**Work task**
Transcribe everything in the listing below exactly, except the pictures.

#### Material shown

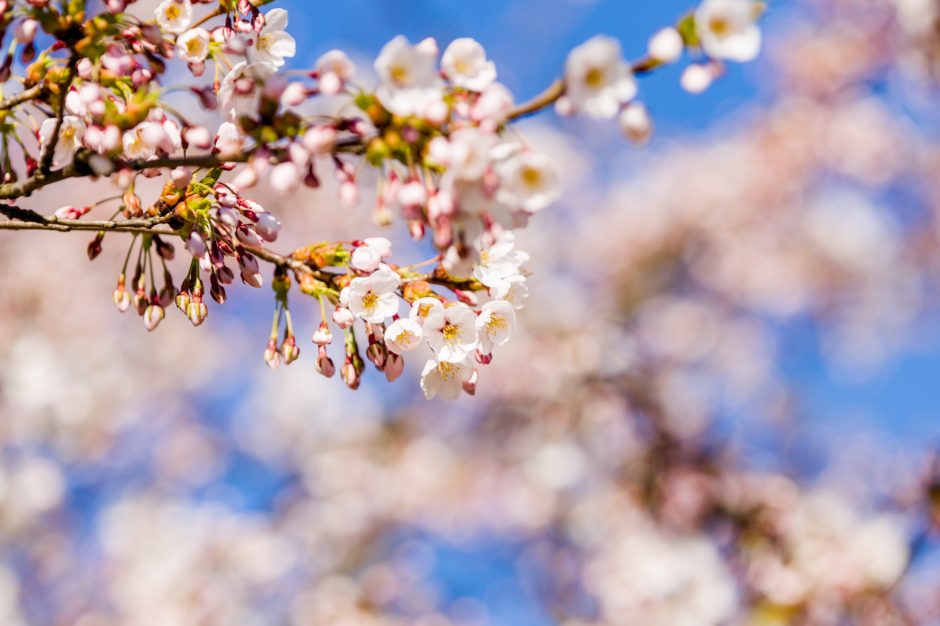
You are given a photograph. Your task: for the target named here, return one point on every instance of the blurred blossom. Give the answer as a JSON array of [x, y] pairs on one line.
[[640, 451]]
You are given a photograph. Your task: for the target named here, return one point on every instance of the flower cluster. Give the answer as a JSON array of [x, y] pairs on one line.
[[435, 129]]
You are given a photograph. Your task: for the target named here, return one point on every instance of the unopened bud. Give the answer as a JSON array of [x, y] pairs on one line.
[[324, 363], [290, 351], [323, 336], [394, 366], [153, 316], [271, 354]]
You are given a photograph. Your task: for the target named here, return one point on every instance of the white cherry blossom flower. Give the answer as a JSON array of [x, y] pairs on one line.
[[193, 45], [528, 181], [174, 16], [334, 69], [240, 92], [273, 44], [451, 332], [70, 137], [728, 29], [499, 262], [465, 64], [513, 290], [597, 79], [495, 324], [468, 154], [403, 335], [409, 80], [445, 378], [373, 297]]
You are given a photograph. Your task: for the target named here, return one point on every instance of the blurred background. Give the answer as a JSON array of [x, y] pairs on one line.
[[721, 404]]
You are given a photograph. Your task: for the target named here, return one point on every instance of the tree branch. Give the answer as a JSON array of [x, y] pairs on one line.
[[24, 219], [21, 97]]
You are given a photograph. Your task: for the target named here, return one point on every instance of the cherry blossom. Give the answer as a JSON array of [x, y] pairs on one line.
[[728, 30], [597, 79], [445, 378], [272, 44], [465, 64]]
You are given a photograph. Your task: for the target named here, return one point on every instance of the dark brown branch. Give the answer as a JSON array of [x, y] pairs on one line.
[[24, 219], [21, 97]]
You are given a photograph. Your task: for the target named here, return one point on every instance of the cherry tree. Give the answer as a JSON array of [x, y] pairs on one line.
[[84, 98]]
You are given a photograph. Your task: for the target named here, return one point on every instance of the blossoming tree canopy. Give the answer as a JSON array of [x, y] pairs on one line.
[[91, 104]]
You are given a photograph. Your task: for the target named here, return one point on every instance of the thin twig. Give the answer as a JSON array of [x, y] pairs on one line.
[[21, 97]]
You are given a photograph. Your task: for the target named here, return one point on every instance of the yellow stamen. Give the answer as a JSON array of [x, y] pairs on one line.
[[594, 77], [450, 332], [370, 300]]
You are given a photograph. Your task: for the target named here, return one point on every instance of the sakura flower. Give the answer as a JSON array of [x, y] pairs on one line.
[[409, 79], [174, 16], [528, 182], [597, 79], [373, 297], [273, 43], [452, 332], [240, 92], [499, 262], [193, 45], [334, 69], [70, 137], [403, 335], [468, 156], [368, 256], [727, 29], [465, 64], [445, 378], [495, 324]]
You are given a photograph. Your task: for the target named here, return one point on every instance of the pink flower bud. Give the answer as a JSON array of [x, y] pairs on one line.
[[290, 351], [294, 95], [323, 336], [271, 354], [285, 178], [197, 136], [267, 226], [196, 245], [197, 311], [320, 139], [324, 363], [153, 316], [394, 366], [350, 374], [181, 177], [25, 31], [470, 386], [121, 297]]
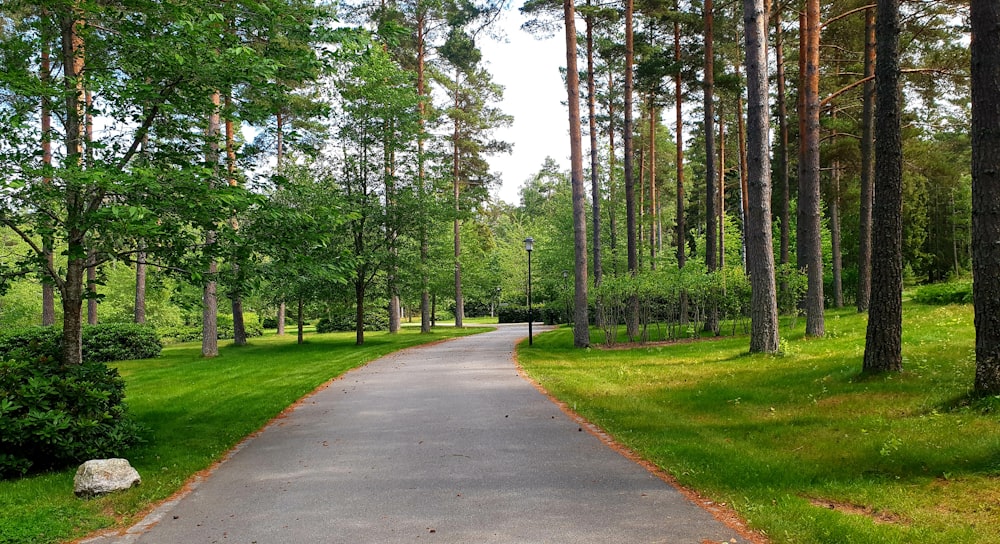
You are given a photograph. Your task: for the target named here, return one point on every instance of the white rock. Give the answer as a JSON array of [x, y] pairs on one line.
[[100, 476]]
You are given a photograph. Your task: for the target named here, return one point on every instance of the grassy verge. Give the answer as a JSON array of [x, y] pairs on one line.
[[194, 410], [802, 446]]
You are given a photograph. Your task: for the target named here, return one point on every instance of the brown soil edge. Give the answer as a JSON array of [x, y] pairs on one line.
[[719, 511], [151, 515]]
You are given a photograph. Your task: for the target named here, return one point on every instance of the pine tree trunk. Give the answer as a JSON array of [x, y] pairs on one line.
[[581, 321], [867, 168], [809, 224], [210, 303], [883, 342], [459, 301], [838, 289], [711, 196], [72, 288], [679, 123], [45, 73], [760, 253], [632, 310], [985, 16], [139, 309], [782, 154], [282, 309]]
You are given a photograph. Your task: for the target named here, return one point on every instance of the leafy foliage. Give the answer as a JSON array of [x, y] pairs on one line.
[[54, 415]]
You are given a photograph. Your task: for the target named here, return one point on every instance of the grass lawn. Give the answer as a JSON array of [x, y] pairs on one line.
[[194, 410], [801, 445]]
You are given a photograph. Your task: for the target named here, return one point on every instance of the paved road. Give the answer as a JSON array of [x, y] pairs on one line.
[[442, 444]]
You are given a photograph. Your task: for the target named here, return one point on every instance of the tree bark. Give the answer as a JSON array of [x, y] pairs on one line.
[[595, 180], [459, 301], [282, 309], [760, 252], [712, 318], [45, 73], [632, 311], [581, 321], [985, 16], [809, 224], [838, 289], [867, 168], [210, 303], [139, 309], [652, 182], [72, 289], [782, 154], [883, 341]]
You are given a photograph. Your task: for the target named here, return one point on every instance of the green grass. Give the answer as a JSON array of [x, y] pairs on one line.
[[194, 410], [801, 445]]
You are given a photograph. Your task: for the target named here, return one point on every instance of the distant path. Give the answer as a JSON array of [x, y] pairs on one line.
[[444, 443]]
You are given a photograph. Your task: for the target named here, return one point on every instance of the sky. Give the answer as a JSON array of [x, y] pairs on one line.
[[534, 93]]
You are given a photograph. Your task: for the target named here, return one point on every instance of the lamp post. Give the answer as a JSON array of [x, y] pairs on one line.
[[529, 244]]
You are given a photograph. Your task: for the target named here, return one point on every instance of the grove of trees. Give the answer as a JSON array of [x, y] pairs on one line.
[[283, 154]]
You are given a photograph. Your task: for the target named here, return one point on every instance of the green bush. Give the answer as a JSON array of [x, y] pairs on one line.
[[955, 292], [53, 416], [251, 322], [377, 320], [120, 342], [101, 343]]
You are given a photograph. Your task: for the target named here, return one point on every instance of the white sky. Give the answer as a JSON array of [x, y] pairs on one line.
[[534, 94]]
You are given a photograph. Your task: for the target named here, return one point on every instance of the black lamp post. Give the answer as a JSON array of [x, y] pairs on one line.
[[529, 244]]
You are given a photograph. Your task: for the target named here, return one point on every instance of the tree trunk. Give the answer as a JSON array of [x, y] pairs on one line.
[[679, 122], [809, 224], [282, 309], [595, 179], [425, 279], [722, 192], [210, 303], [760, 252], [867, 168], [883, 342], [459, 301], [45, 73], [838, 289], [301, 322], [91, 289], [652, 183], [632, 311], [581, 321], [359, 309], [712, 319], [239, 327], [210, 311], [72, 288], [139, 309], [985, 16], [782, 154]]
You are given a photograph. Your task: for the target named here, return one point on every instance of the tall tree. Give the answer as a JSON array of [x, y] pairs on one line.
[[760, 253], [985, 17], [711, 193], [809, 232], [581, 321], [883, 341], [867, 166]]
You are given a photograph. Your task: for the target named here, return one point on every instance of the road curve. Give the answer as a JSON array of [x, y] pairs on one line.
[[444, 443]]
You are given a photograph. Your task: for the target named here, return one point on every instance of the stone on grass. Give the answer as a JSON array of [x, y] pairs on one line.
[[101, 476]]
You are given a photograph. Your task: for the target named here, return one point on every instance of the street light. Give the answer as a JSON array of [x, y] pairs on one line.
[[529, 244]]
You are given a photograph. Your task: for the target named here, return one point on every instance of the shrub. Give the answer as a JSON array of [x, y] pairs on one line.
[[101, 343], [377, 320], [53, 416], [955, 292], [120, 342]]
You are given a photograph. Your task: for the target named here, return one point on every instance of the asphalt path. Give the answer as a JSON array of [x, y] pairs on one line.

########

**Result of the task**
You are given a photograph. Your task: for the target named here, return one point on every instance of the blurred blossom. Give the answer as a JSON array of [x, y] pairs on one line.
[[640, 451]]
You are given a photograph. Your task: for the target named here, return one point on every instance of the flower cluster. Give the answer as a JSON array of [x, y] pairs on one line.
[[435, 129]]
You are given a photograph. Your task: for the target named here, return one point on every instance of the unopened bud. Give the answer as a JSON array of [x, y] pairs on one line.
[[324, 363], [290, 351], [323, 336], [394, 366], [153, 316], [271, 354]]
You are given a photograph. Your task: for the target named here, return one point on every instance of the white cherry blossom flower. Give the answer as a JSON array of [x, y] pairs on one line.
[[193, 45], [528, 181], [174, 16], [334, 69], [240, 92], [273, 44], [451, 332], [70, 137], [728, 29], [499, 262], [465, 64], [513, 290], [597, 79], [495, 324], [468, 154], [403, 335], [409, 80], [445, 378], [373, 297]]
You are given a photograph. Your task: for the target named here, return one point on every instance of the blurred background. Give the answer as a JSON array of [x, y] pairs on one line.
[[721, 404]]
You are given a photograph. Your task: for the target named here, return one point on every instance of the tree branch. Give the answer as a JSON array of [x, y] pairs on one line.
[[24, 219], [21, 97]]
You are given a photograph. Your task: for the target named here, return one point on every instance of the cherry blossom. Give the answer as a JSON array of [x, y] pairs on one line.
[[728, 30], [597, 79], [445, 378], [272, 44], [465, 64]]
You are given a photograph. Your task: for the target named here, return one point on every instance of the dark brown branch. Give the answer as a JSON array of [x, y] pairs on one line.
[[24, 219], [21, 97]]
You are given a photograph. Your task: for the target named here, return one point on every instance of the cherry tree. Give the answer as a JSON array of [x, y] pairs on one line.
[[84, 98]]
You are given a photograph. Your task: for the target named here, return one point on every instance of the blossoming tree canopy. Give the answer as a JSON array of [x, y] pairs on one line.
[[91, 104]]
You are given a photograph. Your task: for the target named here, return one point on every instance of the thin twig. Give the answer as a JSON array of [x, y] pairs on one line.
[[21, 97]]
You are given a photograph. Your task: for the target named here, return one point on every instance of the yellow stamen. Give the answer as a JSON array of [x, y] pairs on one line.
[[594, 77], [450, 332], [370, 300]]
You are given a photograph. Your task: for the target named here, return one point on every instance of the sakura flower. Give the answer as a JSON array of [x, y] pairs on one line.
[[409, 79], [174, 16], [528, 182], [597, 79], [373, 297], [273, 43], [452, 332], [240, 92], [499, 262], [193, 45], [334, 69], [70, 137], [403, 335], [468, 156], [368, 256], [727, 29], [465, 64], [445, 378], [495, 324]]
You are given a photograph. Your task: for the target named here, return one point on every instance of the pink flower bud. Give the answer as a JSON array of [x, y] pairs on one line.
[[290, 351], [294, 95], [323, 336], [271, 354], [285, 178], [197, 136], [267, 226], [196, 245], [197, 311], [320, 139], [324, 363], [153, 316], [394, 366], [350, 374], [181, 177], [25, 31], [470, 386], [121, 297]]
You are given a photograph. Your task: for the target named here, return one point on every instance of the white rock. Give the answer as a JSON array of [x, y] pairs on one line.
[[100, 476]]
You are given a photograph. Your task: for the target named here, return one point on every instance of the grassy verge. Give the answer as a JSON array of [x, y] pairs on one line.
[[194, 410], [802, 446]]
You are given a photograph. Your task: for the target named here, return one point on every instance of the brown soil edge. Give the answer as a JSON array of [x, y] pairs on one line.
[[719, 511], [151, 515]]
You are given a photograph. Your task: for the target named here, return one point on every instance of the pine tree trunk. Give the answer as a JSON array of [x, y] pairs on one line.
[[581, 321], [867, 168], [809, 224], [210, 303], [883, 342], [459, 301], [838, 289], [711, 196], [72, 288], [679, 123], [45, 73], [760, 253], [632, 310], [985, 16], [139, 309], [782, 154], [282, 309]]
You are given a photograph. Your task: for the target named here, return one point on every instance of the leafy foliage. Give the answer as a JSON array of [x, y] pairs on one line.
[[54, 415]]
You are given a photograph. Your task: for the target named here, return one point on every instance of the grass lawn. Give the answer as a JSON array of [x, y] pairs on one line.
[[194, 410], [801, 445]]
You are given a photograph. Your task: for the target named here, return one point on every instance of the paved road. Give the answer as a JSON array of [x, y] pairs on one line.
[[442, 444]]
You are given a photograph. Your task: for the target named here, return one point on every instance of the tree bark. Give the answer as a JSON array of [x, y] pairs on one line.
[[595, 180], [459, 301], [282, 309], [760, 252], [712, 318], [45, 73], [632, 311], [581, 321], [985, 16], [809, 224], [838, 289], [867, 168], [210, 303], [139, 309], [652, 182], [72, 289], [782, 154], [883, 341]]
You are given a photograph. Your task: for the target named here, return one point on every instance of the green grass. Give the answer as a JSON array of [x, y] pairs on one line.
[[194, 410], [801, 445]]
You are given a photograph. Your task: for the target named here, return one point on every instance of the distant path. Give the answer as a JSON array of [x, y] pairs on one line.
[[444, 443]]
You are given a photograph. Your task: for the target named here, return one point on every instance of the sky. Give the answer as a JSON array of [x, y] pairs on one line.
[[534, 93]]
You are given a photograph. Your task: for the target named here, return one point on every instance of the lamp post. Give the answer as a JSON array of [x, y] pairs on one line.
[[529, 244]]
You are given a photograph. Your task: for the target named here, return one point on every instance of the grove of trees. Give the answer as a JSON array of [x, y] pairs on one line.
[[283, 154]]
You are given a photograph. Your task: for the target named here, return one point on every instance of the green bush. Give the answer as a JSON array of [x, y] pairs on one line.
[[955, 292], [53, 416], [251, 322], [377, 320], [120, 342], [101, 343]]
You are given a photograph. Your task: for the target named here, return one point on every instance of the white sky. Give the answer as a JSON array of [x, y] pairs on one line.
[[534, 94]]
You are given a photograph. Your task: for the target named here, return one point on every instance of the black lamp post. Give the answer as a JSON array of [x, y] pairs on one line.
[[529, 244]]
You are given a photograph. Your task: for the target named here, return one point on every instance of the tree trunk. Give the answer as a JSON array of [x, y] pairs on one line.
[[679, 122], [809, 224], [282, 309], [595, 179], [425, 279], [722, 192], [210, 303], [760, 252], [867, 168], [883, 342], [459, 301], [45, 73], [838, 289], [301, 322], [91, 289], [652, 183], [632, 311], [581, 321], [359, 309], [712, 319], [239, 327], [210, 311], [72, 288], [139, 309], [985, 16], [782, 154]]
You are given a photograph. Your task: for the target named here, return one point on every instance of the tall tree. Give the answer as a JSON array of [x, y] pairs on one line.
[[760, 253], [985, 17], [711, 193], [809, 232], [581, 321], [883, 341], [867, 166]]
You are given a photograph. Your task: for the target named here, return one point on every instance of the road curve. Give the answer as a JSON array of [x, y] pairs on one line.
[[444, 443]]
You are given a photograph. Your task: for the target named here, return one point on every instance of the stone on grass. Give the answer as a JSON array of [x, y] pairs on one line.
[[101, 476]]
You are given a photograph. Your task: for the target named here, return one point on every instance of the street light. Give the answer as a JSON array of [x, y] pairs on one line.
[[529, 244]]
You are given a photograph. Your task: for the target named here, return one point on every instance of the shrub. Give the answer as a JSON array of [x, y] pairs on one line.
[[101, 343], [377, 320], [53, 416], [955, 292], [120, 342]]
You are given a photograph. Your task: for the target named here, return one point on every instance of the asphalt path. Give the answer as a JSON array of [x, y] pairs on one line.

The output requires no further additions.